= TO BE DONE =
A: Swap "habits" for "patterns" and write out the self-management tips, starting at "But when you’re" and ending at "up for failure.".
B: In the self-management tips, turn the paragraph beginning "Studies suggest that scheduling" into a short list that keeps its main facts.

= TEXT PROVIDED =
------------------------------------------------------------------------

Here are tips to follow in order to achieve success in self-management.
You may think that the key to success is multitasking, but the truth is: multitasking is impossible and kills productivity. You’re forcing your brain to focus on multiple projects or scenarios at once, splintering your attention as well as your ability to produce the best outcome. You’ll find your to-do list becomes lighter more quickly when you focus on one task at a time, giving it your full attention for a designated period of time.
Which leads to the next point: schedule everything! To prevent bouncing from your email to your voicemail to a client contract and back again, designate a block of time each day for individual tasks.
Studies suggest that scheduling low priority work during low-energy times (after-lunch lull, anyone?) is best. Keep a regular time for emails, calls, projects, KPI review, etc. The predictability of your schedule will retrain your focus and free up time for new, creative endeavors you want to pursue.
But when you’re considering your schedule, also consider your habits and why they work for you. If you are not a morning person, do not schedule your most important calls or meetings for 9 AM. Set yourself up for success by building on your current habits that work for you.
Ask yourself these questions when you’re evaluating yourself: “What do you care about most? What do you not care about at all?” Then, make sure the things you care about make it into your routine every day. As for what you don’t care about? Reimagine them in a way that excites you—like making your cold calls from your bed instead of desk because you’re more at ease, for example. Don’t force yourself to do something in a way that makes it unattainable. You’re setting yourself up for failure.
Even though it’s important not to force yourself into self-managed submission, you still need to step out of your comfort zone from time to time. This does not require you to put yourself in situations that spike your anxiety, but ones that beget growth.
If you find yourself wanting to rank highest on your company’s performance leaderboard, but fall short because you don’t welcome that kind of attention, continue to push and prioritize your goals. You may find you’re okay with being in the limelight of first place among your sales team. Don’t let a little discomfort hold you back from reaching new heights.

------------------------------------------------------------------------

= DATA =
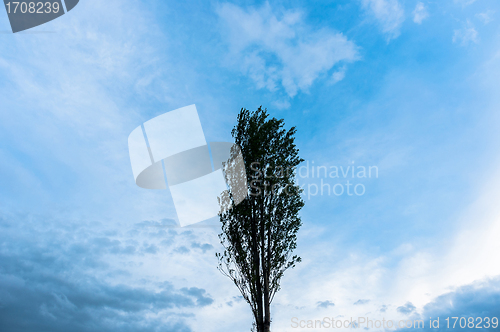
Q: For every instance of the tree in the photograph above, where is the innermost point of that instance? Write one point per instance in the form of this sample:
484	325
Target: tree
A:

------------------------------------------------------------------------

= LIST OF SOLUTIONS =
A:
But when you’re considering your schedule, also consider your patterns and why they work for you. If you are not a morning person, do not schedule your most important calls or meetings for 9 AM. Set yourself up for success by building on your current patterns that work for you.
Ask yourself these questions when you’re evaluating yourself: “What do you care about most? What do you not care about at all?” Then, make sure the things you care about make it into your routine every day. As for what you don’t care about? Reimagine them in a way that excites you—like making your cold calls from your bed instead of desk because you’re more at ease, for example. Don’t force yourself to do something in a way that makes it unattainable. You’re setting yourself up for failure.

B:
- Studies suggest that low-priority work is best scheduled during low-energy times, such as the after-lunch lull.
- Keep a regular time for emails, calls, projects, KPI review and similar tasks.
- A predictable schedule retrains your focus and frees up time for new, creative endeavors.